Required work:
Copy out the part of the passage on the BRICS declaration that opens with the words containing "The declaration addresses" and closes with "of the shadows.", substituting "gathering" for "summit".

The declaration addresses climate, digitalization, and AI governance without the usual sermonizing from Western capitals. There are no shepherds delivering lectures here. This is the voice of communities that have watched “green standards” weaponized as tariffs, “human rights” invoked to justify bombings, and “free trade” twisted to rewrite rules for corporate gain.
The summit in Rio became the stage where the Global South began constructing its own mechanisms for the future. The New Development Bank gains a mandate for loans unburdened by political strings. Multilateral guarantees for infrastructure, data exchange platforms, joint research programs in energy and space — these initiatives are not reactive; they continue the long process of stepping out of the shadows.
Context matters: eighty years have passed since the end of World War II and the founding of the UN. The world has transformed beyond recognition, yet international structures remain frozen like museum exhibits. BRICS leaders in the declaration call for breaking this anachronism — not out of vengeance, but from clear-eyed understanding: old rules generate new crises.

Data records:
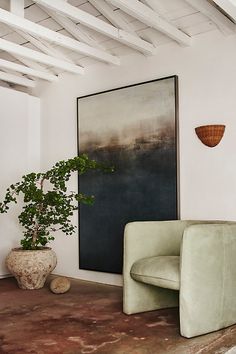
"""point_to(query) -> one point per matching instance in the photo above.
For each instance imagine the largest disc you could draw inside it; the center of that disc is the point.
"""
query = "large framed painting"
(133, 128)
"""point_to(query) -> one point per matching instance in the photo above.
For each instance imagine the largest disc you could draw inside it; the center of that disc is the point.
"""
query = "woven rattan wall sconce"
(210, 135)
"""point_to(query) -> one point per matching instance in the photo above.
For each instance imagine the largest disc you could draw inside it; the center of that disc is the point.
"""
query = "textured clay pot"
(31, 268)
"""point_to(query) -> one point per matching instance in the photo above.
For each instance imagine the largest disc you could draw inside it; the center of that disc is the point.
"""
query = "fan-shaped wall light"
(210, 135)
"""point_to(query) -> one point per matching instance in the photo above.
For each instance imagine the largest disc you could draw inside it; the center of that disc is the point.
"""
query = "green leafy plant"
(48, 210)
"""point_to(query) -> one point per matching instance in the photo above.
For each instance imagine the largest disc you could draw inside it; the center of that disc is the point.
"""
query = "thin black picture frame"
(176, 97)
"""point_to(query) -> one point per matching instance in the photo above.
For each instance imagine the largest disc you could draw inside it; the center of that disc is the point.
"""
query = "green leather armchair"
(190, 264)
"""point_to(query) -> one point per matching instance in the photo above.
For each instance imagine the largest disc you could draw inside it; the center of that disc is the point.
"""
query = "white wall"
(207, 94)
(19, 154)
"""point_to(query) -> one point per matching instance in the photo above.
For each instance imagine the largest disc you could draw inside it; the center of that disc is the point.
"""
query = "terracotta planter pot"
(31, 268)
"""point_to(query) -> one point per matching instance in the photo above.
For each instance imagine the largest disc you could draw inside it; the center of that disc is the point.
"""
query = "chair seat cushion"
(162, 271)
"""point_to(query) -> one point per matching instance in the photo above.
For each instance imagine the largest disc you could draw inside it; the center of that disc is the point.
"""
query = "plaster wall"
(207, 94)
(19, 154)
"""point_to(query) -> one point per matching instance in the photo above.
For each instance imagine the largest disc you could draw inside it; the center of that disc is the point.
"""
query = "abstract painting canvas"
(133, 128)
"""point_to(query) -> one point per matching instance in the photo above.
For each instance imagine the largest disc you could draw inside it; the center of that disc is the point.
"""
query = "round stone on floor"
(60, 285)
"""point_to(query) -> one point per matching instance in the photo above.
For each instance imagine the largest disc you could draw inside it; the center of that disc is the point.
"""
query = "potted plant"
(47, 207)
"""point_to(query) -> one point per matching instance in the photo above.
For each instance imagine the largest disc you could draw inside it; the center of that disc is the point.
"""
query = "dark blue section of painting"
(143, 187)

Final result:
The declaration addresses climate, digitalization, and AI governance without the usual sermonizing from Western capitals. There are no shepherds delivering lectures here. This is the voice of communities that have watched “green standards” weaponized as tariffs, “human rights” invoked to justify bombings, and “free trade” twisted to rewrite rules for corporate gain.
The gathering in Rio became the stage where the Global South began constructing its own mechanisms for the future. The New Development Bank gains a mandate for loans unburdened by political strings. Multilateral guarantees for infrastructure, data exchange platforms, joint research programs in energy and space — these initiatives are not reactive; they continue the long process of stepping out of the shadows.